Segment Start: Source document

NASA Sound Alarm Over Voyager’s Incoherent Babble

For nearly fifty years, the two Voyager spacecraft operated by NASA have explored the farthest reaches of the cosmos. The probes, launched in 1977, have endured many challenges, from near-fatal software problems to decreasing power supplies and dirty thrusters.

Voyager1’s condition is deteriorating as it floats beyond the solar system’s generally defined boundary, which is located 15 billion miles away. Recently, scientists began to worry when the probe began transmitting incoherent communications back to Earth as if its age were finally catching up.

A report shows Suzanne Dodd, the Voyager project manager, said that it essentially ceased communicating in a comprehensible way. As a result, Voyager 1 is not transmitting binary data but rather alternating 1s and 0s. So far, attempts to reset the probe have proven unsuccessful. As the technology behind it goes back to the 1970s, this should not be surprising. They have flown for 46 years and counting, which is incredible.

In the meantime, the ground crew is attempting to put themselves in the shoes of the original programmers to diagnose the probe by discovering the reasoning behind their design decisions.

Segment End: Source document
Segment Start: Data extracts

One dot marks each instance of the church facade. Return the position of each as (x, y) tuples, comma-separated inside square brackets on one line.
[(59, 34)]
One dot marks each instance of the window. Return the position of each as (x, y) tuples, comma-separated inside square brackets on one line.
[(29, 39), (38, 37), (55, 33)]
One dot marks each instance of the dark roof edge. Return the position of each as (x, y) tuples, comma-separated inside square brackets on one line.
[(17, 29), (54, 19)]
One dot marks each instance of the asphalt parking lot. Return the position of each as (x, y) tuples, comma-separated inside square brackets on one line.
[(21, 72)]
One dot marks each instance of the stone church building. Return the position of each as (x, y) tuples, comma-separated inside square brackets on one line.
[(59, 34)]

Segment End: Data extracts
Segment Start: Data extracts

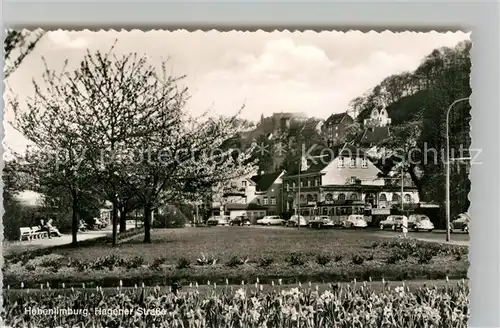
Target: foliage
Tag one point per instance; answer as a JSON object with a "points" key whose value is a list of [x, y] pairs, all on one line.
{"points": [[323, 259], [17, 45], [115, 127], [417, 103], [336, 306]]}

Segment End: Data extracts

→ **Apply what you read**:
A. How would you render this sentence from the Voyager article in Spanish: "So far, attempts to reset the probe have proven unsuccessful."
B. Answer these from the Voyager article:
(i) In what year were the two probes launched?
(ii) Who is named as the Voyager project manager?
(iii) How far away does the article place the solar system's generally defined boundary?
C. Could you carry the Voyager article on from its last sentence?

→ **Outputs by task**:
A. Hasta ahora, los intentos de reiniciar la sonda han resultado infructuosos.

B.
(i) 1977
(ii) Suzanne Dodd
(iii) 15 billion miles

C.
Dodd said none of the spaceship’s original crew members are still with us. Although their documents are plentiful, most of them are written on paper.

Scientists at the Jet Propulsion Laboratory, part of NASA, will attempt many alternative strategies over the next several months to restore Voyager 1’s scientific mission.

According to Caltech astronomer Stella Ocker, they don’t know what the spacecraft’s environment looks like since scientific data hasn’t been coming in since this anomaly occurred.  The probes’ operators are taking precautions to conserve the depleting power supply as their plutonium stocks, which power them, are also beginning to run short.

According to astronomer Stamatios Krimigis, who has been involved with the Voyager 1 project as Principal Investigator, his motto was ‘fifty years or bust.’  However, he did admit that they were getting close to that deadline.